• _Passage shown_
Tuesday, 10 September 2013

Session: Workshop 2C

Time: 14:30 – 16:00




‘Practicing what we preach’- dealing with complaints and prosecutions against prosecutors and addressing disciplinary breaches in accordance with the rule of law 


The topic of this discussion is complaints and prosecutions against prosecutors and addressing disciplinary breaches in accordance with the rule of law. This raises a complex series of issues. I propose to examine each of them carefully, according to the following framework:

  • The regulatory framework governing complaints
  • Protecting the prosecutor
  • Conclusions


Criminal complaints

The applicable criminal procedure and criminal law apply equally to prosecutors as they do to other ordinary citizens. If prosecutors commit crimes, they must be investigated and prosecuted. The rule of law principle of equality requires this.

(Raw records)

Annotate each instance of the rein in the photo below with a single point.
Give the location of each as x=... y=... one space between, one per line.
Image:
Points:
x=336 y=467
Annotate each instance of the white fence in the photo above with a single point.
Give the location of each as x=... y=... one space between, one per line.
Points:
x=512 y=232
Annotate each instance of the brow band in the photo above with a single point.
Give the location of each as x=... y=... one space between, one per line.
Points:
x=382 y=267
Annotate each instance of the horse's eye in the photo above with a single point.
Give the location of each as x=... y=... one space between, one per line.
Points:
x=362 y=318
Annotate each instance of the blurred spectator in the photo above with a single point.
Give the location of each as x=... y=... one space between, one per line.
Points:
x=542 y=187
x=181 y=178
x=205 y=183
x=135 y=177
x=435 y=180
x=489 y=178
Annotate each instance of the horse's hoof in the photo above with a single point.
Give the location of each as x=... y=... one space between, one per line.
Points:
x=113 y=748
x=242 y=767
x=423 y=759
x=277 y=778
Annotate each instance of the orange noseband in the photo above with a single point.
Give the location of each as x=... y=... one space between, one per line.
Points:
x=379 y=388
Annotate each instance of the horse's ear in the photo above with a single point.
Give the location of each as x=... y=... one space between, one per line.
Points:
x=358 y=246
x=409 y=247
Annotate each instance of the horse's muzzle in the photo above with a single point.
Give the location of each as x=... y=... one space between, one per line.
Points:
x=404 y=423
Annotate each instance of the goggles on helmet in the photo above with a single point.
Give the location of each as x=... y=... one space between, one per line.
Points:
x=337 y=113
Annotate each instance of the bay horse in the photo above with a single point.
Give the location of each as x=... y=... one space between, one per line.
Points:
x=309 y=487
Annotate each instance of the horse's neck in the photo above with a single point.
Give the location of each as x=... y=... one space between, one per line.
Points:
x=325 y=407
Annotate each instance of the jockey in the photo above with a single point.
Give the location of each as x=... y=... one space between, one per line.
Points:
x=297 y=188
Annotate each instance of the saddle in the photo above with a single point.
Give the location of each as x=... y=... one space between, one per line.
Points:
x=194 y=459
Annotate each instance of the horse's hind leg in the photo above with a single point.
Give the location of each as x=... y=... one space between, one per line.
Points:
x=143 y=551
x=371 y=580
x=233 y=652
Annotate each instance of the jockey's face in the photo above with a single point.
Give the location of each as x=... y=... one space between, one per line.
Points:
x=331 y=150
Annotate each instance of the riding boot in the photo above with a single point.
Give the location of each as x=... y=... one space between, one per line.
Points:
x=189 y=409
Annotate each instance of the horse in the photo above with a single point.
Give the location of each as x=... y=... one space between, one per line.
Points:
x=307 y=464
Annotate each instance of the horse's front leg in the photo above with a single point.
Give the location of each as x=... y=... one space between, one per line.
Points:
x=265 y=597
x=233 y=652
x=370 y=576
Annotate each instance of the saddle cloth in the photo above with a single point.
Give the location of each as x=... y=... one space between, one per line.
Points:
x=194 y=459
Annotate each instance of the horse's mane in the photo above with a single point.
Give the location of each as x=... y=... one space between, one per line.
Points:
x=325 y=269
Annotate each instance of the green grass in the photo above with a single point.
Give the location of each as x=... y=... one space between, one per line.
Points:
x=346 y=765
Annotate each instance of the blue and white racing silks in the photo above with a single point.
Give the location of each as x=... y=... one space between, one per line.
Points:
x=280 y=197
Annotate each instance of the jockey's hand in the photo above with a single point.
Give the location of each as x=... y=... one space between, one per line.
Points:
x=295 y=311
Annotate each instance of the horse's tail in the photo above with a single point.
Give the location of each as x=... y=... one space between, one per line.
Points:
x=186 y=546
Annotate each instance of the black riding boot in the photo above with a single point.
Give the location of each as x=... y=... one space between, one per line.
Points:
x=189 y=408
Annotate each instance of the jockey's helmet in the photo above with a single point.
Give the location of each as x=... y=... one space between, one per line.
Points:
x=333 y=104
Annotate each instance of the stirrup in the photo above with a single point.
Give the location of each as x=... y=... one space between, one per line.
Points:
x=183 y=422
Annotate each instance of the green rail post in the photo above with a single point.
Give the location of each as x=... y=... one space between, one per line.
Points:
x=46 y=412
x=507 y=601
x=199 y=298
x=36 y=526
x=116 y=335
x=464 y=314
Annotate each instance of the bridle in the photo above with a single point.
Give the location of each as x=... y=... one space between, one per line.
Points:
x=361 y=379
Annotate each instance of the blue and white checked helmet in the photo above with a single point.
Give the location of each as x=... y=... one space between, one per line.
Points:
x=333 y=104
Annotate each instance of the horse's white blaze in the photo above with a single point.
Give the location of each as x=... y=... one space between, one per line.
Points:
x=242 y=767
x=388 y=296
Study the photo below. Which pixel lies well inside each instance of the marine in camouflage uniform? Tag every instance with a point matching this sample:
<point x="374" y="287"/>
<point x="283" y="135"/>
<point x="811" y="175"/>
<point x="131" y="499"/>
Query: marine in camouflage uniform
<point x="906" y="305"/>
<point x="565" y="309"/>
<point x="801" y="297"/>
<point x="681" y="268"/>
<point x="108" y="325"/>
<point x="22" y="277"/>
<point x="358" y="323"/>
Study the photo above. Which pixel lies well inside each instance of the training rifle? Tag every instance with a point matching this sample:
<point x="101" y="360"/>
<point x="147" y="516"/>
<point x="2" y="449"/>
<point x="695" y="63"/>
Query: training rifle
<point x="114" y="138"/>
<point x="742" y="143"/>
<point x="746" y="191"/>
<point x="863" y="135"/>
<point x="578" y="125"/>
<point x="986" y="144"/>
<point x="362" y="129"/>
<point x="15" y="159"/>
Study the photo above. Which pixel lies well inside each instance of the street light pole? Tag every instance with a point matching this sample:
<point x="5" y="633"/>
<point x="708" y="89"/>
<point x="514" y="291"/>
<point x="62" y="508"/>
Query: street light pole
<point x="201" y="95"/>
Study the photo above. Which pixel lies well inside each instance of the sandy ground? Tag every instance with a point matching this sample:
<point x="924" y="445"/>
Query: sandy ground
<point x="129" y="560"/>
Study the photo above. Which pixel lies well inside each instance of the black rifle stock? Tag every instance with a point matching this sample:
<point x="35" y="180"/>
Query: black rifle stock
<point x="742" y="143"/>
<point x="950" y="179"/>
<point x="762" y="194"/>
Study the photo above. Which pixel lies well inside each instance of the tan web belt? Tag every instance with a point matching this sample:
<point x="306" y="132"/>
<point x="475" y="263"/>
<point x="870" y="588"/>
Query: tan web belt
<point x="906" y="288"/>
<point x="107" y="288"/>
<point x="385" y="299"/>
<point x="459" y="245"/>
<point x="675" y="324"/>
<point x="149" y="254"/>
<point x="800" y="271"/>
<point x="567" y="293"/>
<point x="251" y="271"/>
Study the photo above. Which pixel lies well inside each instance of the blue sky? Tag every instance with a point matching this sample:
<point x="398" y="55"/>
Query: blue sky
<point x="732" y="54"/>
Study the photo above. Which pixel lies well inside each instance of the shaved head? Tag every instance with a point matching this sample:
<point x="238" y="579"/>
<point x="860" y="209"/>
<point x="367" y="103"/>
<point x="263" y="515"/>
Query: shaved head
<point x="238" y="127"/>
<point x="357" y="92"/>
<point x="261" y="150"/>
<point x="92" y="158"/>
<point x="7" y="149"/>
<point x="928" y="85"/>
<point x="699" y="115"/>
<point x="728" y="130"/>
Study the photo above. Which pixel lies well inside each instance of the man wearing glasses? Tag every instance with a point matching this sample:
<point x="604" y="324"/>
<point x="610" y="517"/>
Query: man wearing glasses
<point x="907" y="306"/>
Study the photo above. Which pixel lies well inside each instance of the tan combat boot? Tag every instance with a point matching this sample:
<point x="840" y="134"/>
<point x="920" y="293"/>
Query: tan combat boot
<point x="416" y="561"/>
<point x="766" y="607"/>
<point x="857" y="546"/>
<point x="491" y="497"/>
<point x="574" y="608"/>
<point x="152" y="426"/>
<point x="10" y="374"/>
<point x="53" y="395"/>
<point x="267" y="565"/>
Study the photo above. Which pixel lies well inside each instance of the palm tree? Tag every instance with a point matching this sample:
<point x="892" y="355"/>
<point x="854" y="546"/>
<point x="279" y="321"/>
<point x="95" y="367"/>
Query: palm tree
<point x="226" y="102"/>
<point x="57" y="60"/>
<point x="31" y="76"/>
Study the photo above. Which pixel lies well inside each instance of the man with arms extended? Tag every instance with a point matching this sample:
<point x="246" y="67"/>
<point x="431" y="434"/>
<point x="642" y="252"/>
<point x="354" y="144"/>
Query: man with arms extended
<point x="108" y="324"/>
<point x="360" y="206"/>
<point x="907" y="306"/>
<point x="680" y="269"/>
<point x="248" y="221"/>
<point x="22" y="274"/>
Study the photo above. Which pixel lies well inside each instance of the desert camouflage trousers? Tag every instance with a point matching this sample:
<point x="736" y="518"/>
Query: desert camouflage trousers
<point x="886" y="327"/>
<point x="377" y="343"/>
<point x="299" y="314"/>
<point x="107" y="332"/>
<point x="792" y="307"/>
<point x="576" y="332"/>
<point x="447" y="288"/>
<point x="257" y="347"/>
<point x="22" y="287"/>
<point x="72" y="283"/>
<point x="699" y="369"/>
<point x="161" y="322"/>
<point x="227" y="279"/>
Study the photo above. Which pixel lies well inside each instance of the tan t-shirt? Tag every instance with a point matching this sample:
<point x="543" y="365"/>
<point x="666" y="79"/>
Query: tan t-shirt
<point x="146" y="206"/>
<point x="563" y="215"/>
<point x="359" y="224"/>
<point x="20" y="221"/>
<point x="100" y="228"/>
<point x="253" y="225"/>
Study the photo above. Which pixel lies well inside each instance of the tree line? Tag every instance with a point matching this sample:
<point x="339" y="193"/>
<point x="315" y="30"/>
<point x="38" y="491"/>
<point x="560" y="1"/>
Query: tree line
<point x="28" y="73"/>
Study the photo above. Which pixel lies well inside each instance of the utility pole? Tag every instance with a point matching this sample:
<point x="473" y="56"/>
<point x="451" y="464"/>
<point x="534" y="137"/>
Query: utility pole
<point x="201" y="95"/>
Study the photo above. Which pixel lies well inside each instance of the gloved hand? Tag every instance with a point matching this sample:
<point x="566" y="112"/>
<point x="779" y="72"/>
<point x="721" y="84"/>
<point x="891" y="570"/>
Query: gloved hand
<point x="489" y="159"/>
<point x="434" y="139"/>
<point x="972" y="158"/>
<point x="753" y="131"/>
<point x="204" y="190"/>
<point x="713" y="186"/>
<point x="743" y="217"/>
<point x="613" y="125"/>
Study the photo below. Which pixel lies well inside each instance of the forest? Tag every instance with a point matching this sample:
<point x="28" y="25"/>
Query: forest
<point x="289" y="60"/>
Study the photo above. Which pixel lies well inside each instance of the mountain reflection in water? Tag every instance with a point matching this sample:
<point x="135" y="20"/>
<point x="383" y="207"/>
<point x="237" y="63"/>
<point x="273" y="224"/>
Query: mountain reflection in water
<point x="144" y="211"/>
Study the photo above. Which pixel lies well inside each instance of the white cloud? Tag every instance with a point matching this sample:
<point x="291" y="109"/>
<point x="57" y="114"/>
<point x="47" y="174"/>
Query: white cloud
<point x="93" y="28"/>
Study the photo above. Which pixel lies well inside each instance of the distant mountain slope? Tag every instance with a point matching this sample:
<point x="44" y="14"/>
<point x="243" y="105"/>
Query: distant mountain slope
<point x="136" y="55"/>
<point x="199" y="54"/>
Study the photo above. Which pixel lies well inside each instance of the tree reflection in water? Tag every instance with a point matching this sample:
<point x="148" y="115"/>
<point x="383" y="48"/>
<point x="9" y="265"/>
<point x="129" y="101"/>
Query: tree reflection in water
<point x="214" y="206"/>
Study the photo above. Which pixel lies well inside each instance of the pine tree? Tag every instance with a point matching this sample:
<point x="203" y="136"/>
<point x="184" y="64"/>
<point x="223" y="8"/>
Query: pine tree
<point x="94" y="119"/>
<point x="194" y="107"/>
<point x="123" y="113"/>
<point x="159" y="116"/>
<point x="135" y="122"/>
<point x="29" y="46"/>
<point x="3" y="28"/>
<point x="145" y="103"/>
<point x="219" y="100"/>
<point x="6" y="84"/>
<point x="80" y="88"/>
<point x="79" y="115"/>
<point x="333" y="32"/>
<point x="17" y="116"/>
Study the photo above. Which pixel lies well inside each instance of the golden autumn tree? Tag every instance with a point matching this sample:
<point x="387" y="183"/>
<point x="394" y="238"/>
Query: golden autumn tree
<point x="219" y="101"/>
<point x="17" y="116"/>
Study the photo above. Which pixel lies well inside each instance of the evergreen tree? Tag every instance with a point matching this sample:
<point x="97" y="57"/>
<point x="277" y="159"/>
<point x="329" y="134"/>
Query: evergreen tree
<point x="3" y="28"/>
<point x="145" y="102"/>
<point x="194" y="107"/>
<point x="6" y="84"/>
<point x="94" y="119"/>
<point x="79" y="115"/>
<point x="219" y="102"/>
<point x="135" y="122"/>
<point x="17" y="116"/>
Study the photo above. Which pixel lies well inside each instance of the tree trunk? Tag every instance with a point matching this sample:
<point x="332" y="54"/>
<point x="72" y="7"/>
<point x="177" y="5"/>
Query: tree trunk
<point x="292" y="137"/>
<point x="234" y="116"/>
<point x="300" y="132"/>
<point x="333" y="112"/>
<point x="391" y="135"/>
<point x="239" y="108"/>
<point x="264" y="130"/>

• _Your tasks_
1 > Do these statements agree with the workshop text on complaints against prosecutors? For each of (a), (b) and (c), answer yes or no and quote the words that decide it.
(a) The session runs from 14:30 to 16:00.
(b) Prosecutors are subject to a different criminal procedure than ordinary citizens.
(c) Protecting the prosecutor is one of the points in the proposed framework.
2 > Reproduce the workshop text on complaints against prosecutors word for word, between "The topic of" and "equality requires this.", inclusive.

• _Task answers_
1 >
(a) Yes: "Time: 14:30 – 16:00"
(b) No: "The applicable criminal procedure and criminal law apply equally to prosecutors as they do to other ordinary citizens."
(c) Yes: "Protecting the prosecutor"

2 >
The topic of this discussion is complaints and prosecutions against prosecutors and addressing disciplinary breaches in accordance with the rule of law. This raises a complex series of issues. I propose to examine each of them carefully, according to the following framework:

  • The regulatory framework governing complaints
  • Protecting the prosecutor
  • Conclusions


Criminal complaints

The applicable criminal procedure and criminal law apply equally to prosecutors as they do to other ordinary citizens. If prosecutors commit crimes, they must be investigated and prosecuted. The rule of law principle of equality requires this.